- THE TASK -
Extend the recap of the Rubicon episode "The First Day of School" with new paragraphs that follow on from its last sentence.

- EXCERPTED PASSAGE -
====

I think Rubicon might have what it takes to be a real winner and a hit. As such, I’m putting some faith in it and am anointing it with instant recap status.  To read prior Quick Hits for the show, click here on my posts tagged #Rubicon.  Here are my Quick Hits for Episode 1.02, “The First Day of School.”

The second episode of Rubicon kept up with the promise of the first.

There’s always a bit of a worry that episode two will not follow up to the excellence of a well run pilot.  This is because it is often the case that a pilot sees far more production glare and refinement.  I think Rubicon may avoid that problem as the season moves on, in part because the pilot was not so ambitious as to overreach.  Many pilots are designed to be able to operate independent of a greater story; they attempt to create an experience which is fulfilling so as to guarantee their good stead.  The producers here did not seem to sacrifice the story-telling methodology I’ve identified to date.

“Gone in the Teeth” served a role of introducing certain characters and themes without opening up too much or being too aggressive.  “The First Day of School” followed in that tradition.  We continued to see a bit more into the character of Travers, while getting a better glimpse of Maggie and our first real look at Katherine Rhumor.

It is with Katherine that the episode really hits home.  In an emerging pattern, the producers do seem to like their dialogue-less, visual storytelling.  In the pilot, we saw this twice with scenes featuring Travers identifying the crossword code and, later, searching David’s office.  In each case, they played the delicate balance well of conveying the dutiful intensity of Travers with enough intrigue to keep the audience intrigued.  Watching someone work a crossword is not exactly what most of America considers entertainment, but the producers were adept enough to make it interesting.

Keep on reading, after the jump.

In “The First Day of School”, the producers struck this chord again with the introduction of Katherine.  While we’d seen her momentarily, playing hide and seek with her child as her husband Tom committed suicide in the pilot’s opening scene.  The real introduction was in this episode at the reading of Tom’s last will and testament.  There, we learned that Katherine was the second wife of a very affluent billionaire and, in her surprise at being left control of a company, a true-stay at home mom at that.

====

- EXTRACTED MATERIAL -
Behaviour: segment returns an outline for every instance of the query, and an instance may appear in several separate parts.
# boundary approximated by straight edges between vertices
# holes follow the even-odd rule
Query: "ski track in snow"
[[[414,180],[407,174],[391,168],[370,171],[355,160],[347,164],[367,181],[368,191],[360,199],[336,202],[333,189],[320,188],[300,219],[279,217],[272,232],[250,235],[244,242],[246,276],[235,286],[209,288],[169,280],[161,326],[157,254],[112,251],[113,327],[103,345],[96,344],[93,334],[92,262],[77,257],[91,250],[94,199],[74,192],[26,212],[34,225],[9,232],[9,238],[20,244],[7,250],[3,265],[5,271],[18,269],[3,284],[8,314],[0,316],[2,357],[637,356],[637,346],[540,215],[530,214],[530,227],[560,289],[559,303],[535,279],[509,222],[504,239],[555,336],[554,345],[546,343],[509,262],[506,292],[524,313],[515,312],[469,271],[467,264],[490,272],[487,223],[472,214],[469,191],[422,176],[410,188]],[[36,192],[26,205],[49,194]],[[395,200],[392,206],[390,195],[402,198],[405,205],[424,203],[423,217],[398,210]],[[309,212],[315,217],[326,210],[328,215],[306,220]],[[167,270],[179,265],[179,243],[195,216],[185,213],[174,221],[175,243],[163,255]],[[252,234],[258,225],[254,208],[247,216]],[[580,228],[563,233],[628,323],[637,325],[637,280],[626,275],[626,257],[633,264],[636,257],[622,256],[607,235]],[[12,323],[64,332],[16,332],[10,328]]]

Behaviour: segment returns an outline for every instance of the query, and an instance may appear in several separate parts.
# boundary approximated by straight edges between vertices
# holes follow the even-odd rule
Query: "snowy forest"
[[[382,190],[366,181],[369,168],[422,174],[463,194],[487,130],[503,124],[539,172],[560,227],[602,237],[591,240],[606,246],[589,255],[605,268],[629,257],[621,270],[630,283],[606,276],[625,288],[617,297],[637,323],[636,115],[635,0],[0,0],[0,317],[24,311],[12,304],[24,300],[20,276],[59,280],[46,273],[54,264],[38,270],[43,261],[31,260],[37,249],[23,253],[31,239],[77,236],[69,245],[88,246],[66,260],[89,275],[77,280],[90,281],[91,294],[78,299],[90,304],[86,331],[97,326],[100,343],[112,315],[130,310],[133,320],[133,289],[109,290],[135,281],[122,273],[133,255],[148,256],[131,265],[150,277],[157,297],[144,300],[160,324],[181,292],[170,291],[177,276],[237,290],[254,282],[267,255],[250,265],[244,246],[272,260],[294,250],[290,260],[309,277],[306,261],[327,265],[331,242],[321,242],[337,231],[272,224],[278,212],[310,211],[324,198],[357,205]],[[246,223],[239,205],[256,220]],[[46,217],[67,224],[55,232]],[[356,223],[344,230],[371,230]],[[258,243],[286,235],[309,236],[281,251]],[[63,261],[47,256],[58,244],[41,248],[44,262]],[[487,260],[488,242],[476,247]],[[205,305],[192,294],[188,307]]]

====

- ANSWER TO THE EXERCISE -
"The First Day of School" gave us our initial glimpse into Katherine Rhumor, a character who promises to be central to the series storyline.

The real moment of the episode, though, starts with the line “What townhouse?” when Katherine is told she’s been left the townhouse on 73rd street in Manhattan.  The subsequent scene in which Katherine roams a home that she had never set foot in, but which had been clearly constructed as a family home was chilling.  Her holding up a monogrammed bathrobe with Tom and Katherine’s names stitched in it, and a wedding photo of them ran chills down my spine.  Here was a woman discovering that her husband seemingly had a second life, yet that life was merely a reflection of her own.  In government terms, the townhouse was to her life with time, less of a shadow government to the legitimate and more analogous to the backup government bunker built into a West Virginia resort that was to serve as a second congressional outpost in the event Washington were evacuated.  This wasn’t a true second life, or so it seemed.  It was more of a replication of their current life, decorated as a family home with all the familial accouterments.

A good part of the episode was Katherine trying to understand why there was this replicated home where her husband entertained, but did not cheat.  Where he sat and read, but read Graham Greene, whom she always thought he hated.  We don’t have the clues to answer what the house was, just yet; however, the more intriguing question is why Tom left Katherine the townhouse and the company (MRQ Alternatives) that accompanied it.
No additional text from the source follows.